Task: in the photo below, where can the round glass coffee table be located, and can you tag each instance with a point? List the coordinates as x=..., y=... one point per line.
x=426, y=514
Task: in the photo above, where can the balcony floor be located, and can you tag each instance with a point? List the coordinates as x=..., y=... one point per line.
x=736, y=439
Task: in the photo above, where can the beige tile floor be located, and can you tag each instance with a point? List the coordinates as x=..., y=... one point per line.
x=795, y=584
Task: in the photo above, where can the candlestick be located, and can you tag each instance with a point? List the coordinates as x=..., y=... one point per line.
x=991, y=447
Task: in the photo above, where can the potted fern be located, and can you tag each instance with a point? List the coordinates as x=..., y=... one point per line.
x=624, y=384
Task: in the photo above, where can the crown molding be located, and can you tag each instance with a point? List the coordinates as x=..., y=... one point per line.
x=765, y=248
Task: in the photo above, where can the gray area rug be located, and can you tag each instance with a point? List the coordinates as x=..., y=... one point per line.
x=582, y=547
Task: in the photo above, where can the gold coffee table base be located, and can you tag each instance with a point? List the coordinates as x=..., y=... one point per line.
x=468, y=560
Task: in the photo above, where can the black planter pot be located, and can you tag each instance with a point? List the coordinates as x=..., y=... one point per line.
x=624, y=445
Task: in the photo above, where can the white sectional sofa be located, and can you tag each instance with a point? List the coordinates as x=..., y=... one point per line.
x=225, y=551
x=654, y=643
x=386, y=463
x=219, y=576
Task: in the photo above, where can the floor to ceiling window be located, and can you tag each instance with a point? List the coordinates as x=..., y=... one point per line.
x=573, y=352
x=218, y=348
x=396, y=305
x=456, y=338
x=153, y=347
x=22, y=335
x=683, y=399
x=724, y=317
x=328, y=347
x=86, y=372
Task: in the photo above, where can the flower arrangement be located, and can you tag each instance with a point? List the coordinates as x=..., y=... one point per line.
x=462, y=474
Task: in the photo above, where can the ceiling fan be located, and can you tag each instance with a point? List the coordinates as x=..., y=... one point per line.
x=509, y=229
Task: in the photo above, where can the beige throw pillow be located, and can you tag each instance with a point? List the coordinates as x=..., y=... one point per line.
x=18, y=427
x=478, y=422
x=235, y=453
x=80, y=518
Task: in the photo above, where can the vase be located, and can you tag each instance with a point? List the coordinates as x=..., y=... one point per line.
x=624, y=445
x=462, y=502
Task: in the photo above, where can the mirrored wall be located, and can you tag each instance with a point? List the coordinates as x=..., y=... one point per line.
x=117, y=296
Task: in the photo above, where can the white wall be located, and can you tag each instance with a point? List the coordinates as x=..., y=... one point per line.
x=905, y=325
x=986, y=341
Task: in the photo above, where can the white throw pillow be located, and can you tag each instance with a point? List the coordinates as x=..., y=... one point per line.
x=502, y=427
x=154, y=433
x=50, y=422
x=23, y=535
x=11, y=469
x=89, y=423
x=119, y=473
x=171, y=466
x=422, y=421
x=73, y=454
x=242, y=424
____________________
§ **What you should do**
Reproduce the data exactly. Keep every line intact.

§ **Result**
Task: in the photo below, where can the round glass coffee table be located, and can you tag each instance with a point? List the coordinates as x=..., y=... one point per line.
x=426, y=514
Task: in the photo above, where can the balcony floor be located, and can you tag each instance with a point? List the coordinates as x=..., y=... one point per line.
x=736, y=439
Task: in the photo above, where can the beige tile floor be located, and can you tag each instance with a point? List the coordinates as x=..., y=... one point per line.
x=795, y=584
Task: in the photo above, where can the candlestick be located, and can you tag each instance with a point? List the coordinates as x=..., y=... one point per line.
x=991, y=447
Task: in the photo above, where can the potted fern be located, and can you tag each instance with a point? List the coordinates as x=..., y=... one point per line.
x=624, y=384
Task: in the photo above, where can the crown molding be located, and can you tag each instance with a point? List the coordinates as x=..., y=... one point per line.
x=765, y=248
Task: in the photo above, where can the gray area rug be located, and can you tag each instance with a point? List the coordinates as x=..., y=... one point per line.
x=582, y=547
Task: in the photo above, where can the gold coffee table base be located, and can you tag each instance with a point? List the coordinates as x=..., y=... one point per line.
x=468, y=560
Task: in the photo above, where can the black planter pot be located, and can you tag each instance with a point? List the coordinates as x=..., y=... one point per line.
x=624, y=445
Task: in the photo above, where can the white sectional sofa be located, and can you tag each instance with a point? List the coordinates as x=..., y=... one point per line.
x=225, y=551
x=654, y=643
x=386, y=463
x=219, y=576
Task: in the photo above, where can the floor to ceiling window be located, and can you tag each instance with a point? List the coordinates as x=..., y=... one point per line.
x=573, y=352
x=218, y=348
x=396, y=305
x=456, y=338
x=153, y=347
x=22, y=335
x=683, y=399
x=724, y=317
x=328, y=347
x=86, y=372
Task: in the photo above, where can the flower arrangement be located, and can you tag each instance with a point? List the coordinates as x=..., y=... one point per line.
x=462, y=474
Task: in the photo above, where can the ceiling fan be located, and can you tag each instance with a point? List the coordinates as x=..., y=... one point per line.
x=509, y=229
Task: in the photo above, where can the beige throw pillow be located, and can you tag each instance with a point? List the coordinates as x=..., y=... one point per line.
x=18, y=427
x=478, y=422
x=235, y=453
x=80, y=518
Task: in the photo above, where can the vase be located, and can you tag each instance with a point? List the coordinates as x=..., y=... one point per line.
x=624, y=445
x=462, y=502
Task: in the photo above, where can the mirrored wall be located, and can you tag each instance with a point? List the coordinates as x=..., y=... one point per line.
x=117, y=296
Task: in the photo above, where can the white wall be located, and can you tag each instance with a point? List the coordinates as x=..., y=... one point per line.
x=905, y=325
x=986, y=341
Task: in the photo above, where can the white throw pillow be located, and can you tag each instance with a point? List the coordinates as x=..., y=... one point per line.
x=502, y=427
x=154, y=433
x=50, y=422
x=23, y=535
x=11, y=469
x=89, y=423
x=119, y=473
x=171, y=466
x=422, y=421
x=73, y=454
x=242, y=424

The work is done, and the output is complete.